# What to produce
Beginning with the first entry, set down each one exactly as shown.

** Material for the task follows **

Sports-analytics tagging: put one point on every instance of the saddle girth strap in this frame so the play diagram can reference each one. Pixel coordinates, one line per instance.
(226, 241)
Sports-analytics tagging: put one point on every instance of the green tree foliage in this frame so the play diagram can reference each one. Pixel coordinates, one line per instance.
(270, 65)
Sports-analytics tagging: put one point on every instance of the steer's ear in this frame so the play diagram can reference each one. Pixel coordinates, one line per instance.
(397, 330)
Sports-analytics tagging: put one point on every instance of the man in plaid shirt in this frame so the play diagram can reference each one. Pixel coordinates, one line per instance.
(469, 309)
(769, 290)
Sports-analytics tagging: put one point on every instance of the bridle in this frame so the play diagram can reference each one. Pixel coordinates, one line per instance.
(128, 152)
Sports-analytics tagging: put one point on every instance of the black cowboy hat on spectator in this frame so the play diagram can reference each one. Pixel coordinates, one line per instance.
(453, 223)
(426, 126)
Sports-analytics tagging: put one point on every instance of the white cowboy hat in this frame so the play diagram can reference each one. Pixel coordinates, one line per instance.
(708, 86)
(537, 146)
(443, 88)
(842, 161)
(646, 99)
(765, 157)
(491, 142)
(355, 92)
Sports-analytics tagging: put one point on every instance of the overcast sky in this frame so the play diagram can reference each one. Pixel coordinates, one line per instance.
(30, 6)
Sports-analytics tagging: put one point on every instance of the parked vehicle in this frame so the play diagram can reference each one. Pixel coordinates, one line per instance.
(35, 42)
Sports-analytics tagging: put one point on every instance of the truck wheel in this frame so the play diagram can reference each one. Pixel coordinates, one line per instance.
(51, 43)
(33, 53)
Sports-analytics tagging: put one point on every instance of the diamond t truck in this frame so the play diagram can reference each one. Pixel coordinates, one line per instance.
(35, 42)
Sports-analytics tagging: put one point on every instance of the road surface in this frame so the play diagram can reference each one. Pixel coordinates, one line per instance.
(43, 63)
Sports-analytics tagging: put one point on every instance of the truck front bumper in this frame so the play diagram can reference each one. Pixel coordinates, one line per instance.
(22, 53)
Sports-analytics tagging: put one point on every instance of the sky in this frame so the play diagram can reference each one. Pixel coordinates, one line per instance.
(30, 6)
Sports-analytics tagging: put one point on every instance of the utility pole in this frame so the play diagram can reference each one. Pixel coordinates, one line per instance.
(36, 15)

** End of Material for the task **

# Written reply
Sports-analytics tagging: put one point on every instance of the saddle girth strap in this frame so the play diagram can reference each one. Pixel coordinates, one line per instance.
(226, 241)
Sports-analytics tagging: put one point on every instance of the green tree foliage in this frame so the play diagram can reference each one. Pixel coordinates, one line per instance.
(270, 65)
Sports-analytics tagging: put one point on every instance of the steer's ear in this frame so the play diagram can reference each one. Pixel coordinates, one line per instance.
(397, 330)
Sports-analytics tagging: put one point on every instance of the man in plaid shirt in this frame so the play diagram can reference each one. Pixel coordinates, one line per instance.
(469, 309)
(769, 290)
Sports-analytics tagging: put one point on every instance of the bridle in this frame so the play diagram can reference each one. Pixel coordinates, one line per instance.
(128, 152)
Sports-analytics tagging: put one point on every instance of the black cowboy hat on spectator in this frame so the play diagram can reference each one. Pixel coordinates, one line per instance.
(453, 223)
(426, 126)
Sports-analytics tagging: put one point on every instance of the white cowboy hat in this frame so the play diagram can reference each one. Pixel coordinates, one line per instance.
(708, 86)
(537, 146)
(443, 88)
(842, 161)
(646, 99)
(765, 157)
(491, 142)
(355, 92)
Sports-analytics tagging: put one point on every instance of the overcast sky in this frame so the play diagram can reference each one. Pixel coordinates, one line per instance.
(30, 6)
Sports-analytics tagging: put one point on every instance of the parked vehicle in this frame so the play diagram can reference each one. Pixel coordinates, one line per instance.
(35, 42)
Sports-analytics tagging: put one point on every instance of the truck wheel in this frame so the play diagram can reference each one. Pixel coordinates, one line per instance.
(51, 43)
(33, 53)
Sports-analytics tagging: put one point on every instance of the diamond t truck in this frame so the play diagram can reference each one. Pixel coordinates, one line per instance.
(35, 42)
Sports-analytics tagging: put one point on every instance of the road surface in this frame so the play diagram can reference each one. Pixel coordinates, one line per instance.
(43, 63)
Sports-analytics tagging: put one point on every instance of the truck front bumper in this frame so the play diagram can reference each one. Pixel coordinates, one line per instance.
(22, 53)
Sports-analytics tagging: put one point on every instance of the sky in this frame so the play diagram can reference each one. Pixel coordinates, one line per instance.
(30, 6)
Sports-analytics tagging: put one point on every instance of the utility pole in this frame so the play diagram can reference each one. Pixel coordinates, one line per instance.
(36, 15)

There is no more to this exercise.